[PROMPT]
Copy every line of the records below, requests included, and shift each polygon vertex coordinate in the answers by adding 111. Leave the pictures out.
☆ ☆ ☆ ☆
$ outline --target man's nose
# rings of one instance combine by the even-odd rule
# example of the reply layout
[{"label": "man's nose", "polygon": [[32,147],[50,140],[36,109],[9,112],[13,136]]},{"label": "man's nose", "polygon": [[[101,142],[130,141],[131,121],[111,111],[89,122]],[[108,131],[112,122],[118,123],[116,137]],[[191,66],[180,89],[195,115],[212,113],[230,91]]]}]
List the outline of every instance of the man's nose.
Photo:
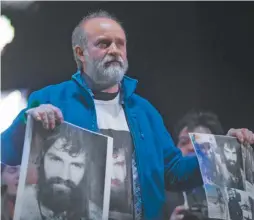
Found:
[{"label": "man's nose", "polygon": [[119,56],[120,55],[120,51],[117,47],[117,45],[115,43],[112,43],[109,47],[109,50],[108,50],[108,54],[109,55],[113,55],[113,56]]},{"label": "man's nose", "polygon": [[65,165],[63,167],[63,169],[61,170],[61,173],[59,174],[60,177],[63,179],[63,180],[68,180],[70,179],[70,168],[68,165]]}]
☆ ☆ ☆ ☆
[PROBLEM SOLUTION]
$ outline --target man's nose
# rings of one instance combine by the even-odd rule
# example of the reply layout
[{"label": "man's nose", "polygon": [[32,147],[50,140],[36,109],[9,112],[13,136]]},{"label": "man's nose", "polygon": [[[101,142],[130,141],[131,121],[111,111],[89,122]],[[108,131],[112,122],[118,123],[116,137]],[[191,66],[180,89],[195,115],[212,113],[230,91]]]}]
List the outline of every instance of the man's nose.
Photo:
Found:
[{"label": "man's nose", "polygon": [[230,167],[231,166],[231,162],[228,158],[228,156],[226,154],[223,154],[220,158],[220,161],[219,161],[219,165],[220,166],[224,166],[224,167]]},{"label": "man's nose", "polygon": [[176,276],[174,278],[174,280],[172,281],[172,284],[170,285],[171,288],[174,290],[174,291],[179,291],[181,290],[181,279],[179,276]]}]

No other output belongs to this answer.